## WRITTEN TASK 1
Pick out every line of the records below that contains the string "right", copying each such line in full. Case counts.

Brent Carlson was lead architect for Westlake, with Jack Mackie working as lead artist. Scuri was also closely involved with bringing a ``garment district'' flavor to the whole. Some references to the world above are huge, such as Mackie's tumbling garden of terra-cotta blooms on the south wall beneath Westlake Park, and others are tucked away like clues, such as pieces of ``fabric'' casually tossed along bench seating by a sandblasting hand.
Scuri produced a sequence of 40 subtle, low-relief tile designs which have been duplicated for installation along the escalators and stairs between the levels. Some are inspired by terra-cotta decorations on nearby buildings; others repeat lines of Japanese wedding-dress patterns - a sly reference to Westlake's reputation as the ``wedding cake'' of the system.
In terms of a marriage between mass transit and mercantile, Westlake has already had its honeymoon - pedestrians have been able to roam the mezzanine walkways for a number of months. Now real life begins, and the cantilevered platforms will become viewpoints for streams of buses and people, all the hustle and bustle of daily living in the city.

Entries from a pointing dataset:

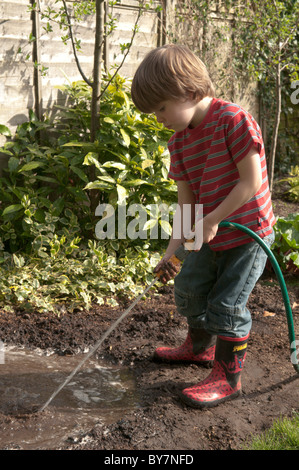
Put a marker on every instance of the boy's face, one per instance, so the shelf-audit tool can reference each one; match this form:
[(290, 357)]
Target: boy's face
[(177, 114)]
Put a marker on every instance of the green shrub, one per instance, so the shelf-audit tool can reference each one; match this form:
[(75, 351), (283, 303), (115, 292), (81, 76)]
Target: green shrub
[(46, 190), (49, 253), (286, 244)]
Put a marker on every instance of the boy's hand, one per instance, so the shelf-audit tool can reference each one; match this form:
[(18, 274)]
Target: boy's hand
[(169, 269), (209, 229)]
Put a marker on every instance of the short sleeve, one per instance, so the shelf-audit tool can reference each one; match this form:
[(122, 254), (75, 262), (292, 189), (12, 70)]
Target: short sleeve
[(243, 133)]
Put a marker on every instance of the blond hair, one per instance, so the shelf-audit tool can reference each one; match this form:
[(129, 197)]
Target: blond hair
[(169, 72)]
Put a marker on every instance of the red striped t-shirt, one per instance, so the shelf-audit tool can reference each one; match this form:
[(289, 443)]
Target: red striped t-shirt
[(206, 158)]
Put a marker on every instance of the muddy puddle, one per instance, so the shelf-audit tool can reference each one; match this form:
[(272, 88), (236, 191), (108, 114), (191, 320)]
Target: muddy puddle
[(99, 393)]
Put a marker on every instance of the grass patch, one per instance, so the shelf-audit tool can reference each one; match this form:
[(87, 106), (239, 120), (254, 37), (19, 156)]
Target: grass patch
[(283, 435)]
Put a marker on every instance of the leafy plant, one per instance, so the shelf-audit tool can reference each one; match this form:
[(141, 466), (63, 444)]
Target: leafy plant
[(49, 253), (46, 189), (286, 245), (293, 181)]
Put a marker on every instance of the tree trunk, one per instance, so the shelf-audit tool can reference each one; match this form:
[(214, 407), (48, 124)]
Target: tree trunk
[(276, 127), (96, 86)]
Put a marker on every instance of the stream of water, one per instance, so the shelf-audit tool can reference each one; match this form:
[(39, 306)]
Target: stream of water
[(99, 393)]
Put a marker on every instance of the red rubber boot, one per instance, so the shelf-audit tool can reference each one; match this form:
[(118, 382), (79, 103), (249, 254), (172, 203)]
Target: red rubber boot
[(224, 382), (198, 348)]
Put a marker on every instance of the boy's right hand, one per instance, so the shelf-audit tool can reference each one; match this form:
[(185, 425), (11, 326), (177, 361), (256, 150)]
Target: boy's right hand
[(168, 270)]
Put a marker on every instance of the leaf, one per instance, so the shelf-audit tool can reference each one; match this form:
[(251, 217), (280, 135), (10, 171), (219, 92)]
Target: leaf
[(80, 173), (12, 208), (150, 224), (121, 192), (31, 166), (13, 163), (166, 226), (146, 163), (5, 130), (126, 138), (118, 165)]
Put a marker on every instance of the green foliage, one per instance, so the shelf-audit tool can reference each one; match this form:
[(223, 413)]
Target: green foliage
[(283, 435), (293, 180), (49, 253), (286, 245), (46, 189)]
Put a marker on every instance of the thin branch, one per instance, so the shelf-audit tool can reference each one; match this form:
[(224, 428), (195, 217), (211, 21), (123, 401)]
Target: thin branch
[(74, 47), (126, 53)]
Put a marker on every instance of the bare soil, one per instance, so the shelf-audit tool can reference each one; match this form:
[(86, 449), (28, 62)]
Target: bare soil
[(162, 421)]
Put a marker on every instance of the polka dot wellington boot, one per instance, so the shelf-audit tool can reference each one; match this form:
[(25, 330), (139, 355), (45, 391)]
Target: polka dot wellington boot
[(224, 381), (198, 348)]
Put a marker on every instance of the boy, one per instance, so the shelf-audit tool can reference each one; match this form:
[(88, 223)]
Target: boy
[(218, 161)]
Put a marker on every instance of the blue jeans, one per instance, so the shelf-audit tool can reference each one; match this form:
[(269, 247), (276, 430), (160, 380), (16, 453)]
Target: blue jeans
[(213, 287)]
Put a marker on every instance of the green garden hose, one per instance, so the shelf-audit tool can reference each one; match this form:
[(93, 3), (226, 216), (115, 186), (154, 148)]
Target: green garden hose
[(282, 284)]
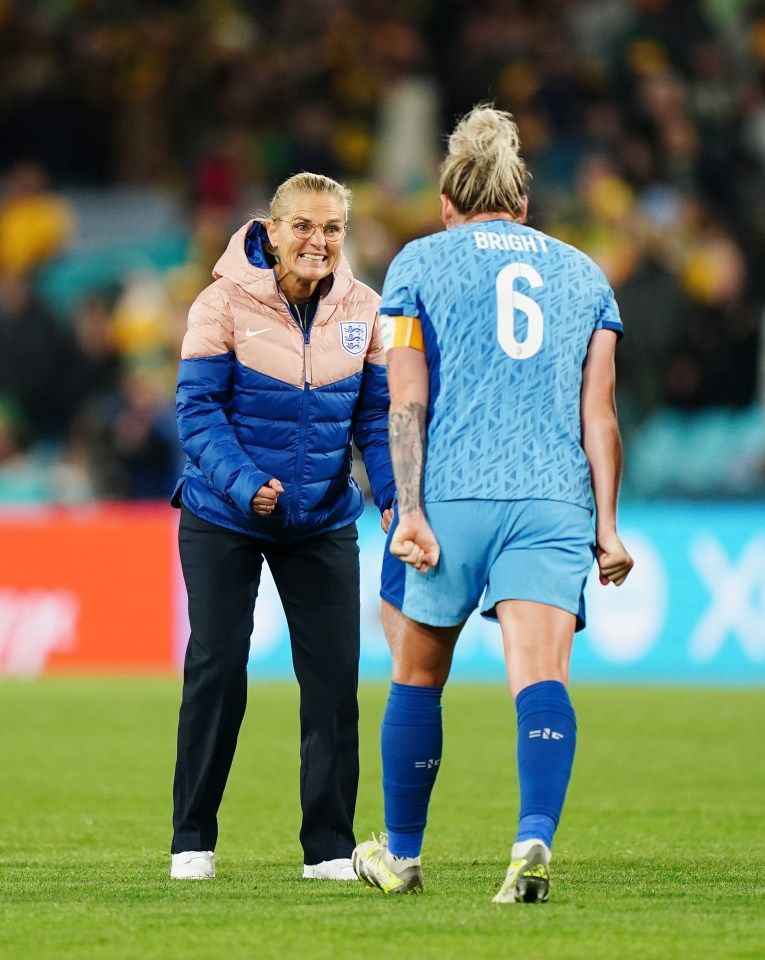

## WRITTEN TASK 2
Transcribe the passage about art at Westlake above, word for word.

## TASK RESULT 1
Put a marker on every instance of the boy's right hand, one per instance, so the shelf-audit tool can reference each one; match this form:
Target: boy's right hand

## TASK RESULT 2
Brent Carlson was lead architect for Westlake, with Jack Mackie working as lead artist. Scuri was also closely involved with bringing a ``garment district'' flavor to the whole. Some references to the world above are huge, such as Mackie's tumbling garden of terra-cotta blooms on the south wall beneath Westlake Park, and others are tucked away like clues, such as pieces of ``fabric'' casually tossed along bench seating by a sandblasting hand.
Scuri produced a sequence of 40 subtle, low-relief tile designs which have been duplicated for installation along the escalators and stairs between the levels. Some are inspired by terra-cotta decorations on nearby buildings; others repeat lines of Japanese wedding-dress patterns - a sly reference to Westlake's reputation as the ``wedding cake'' of the system.
In terms of a marriage between mass transit and mercantile, Westlake has already had its honeymoon - pedestrians have been able to roam the mezzanine walkways for a number of months. Now real life begins, and the cantilevered platforms will become viewpoints for streams of buses and people, all the hustle and bustle of daily living in the city.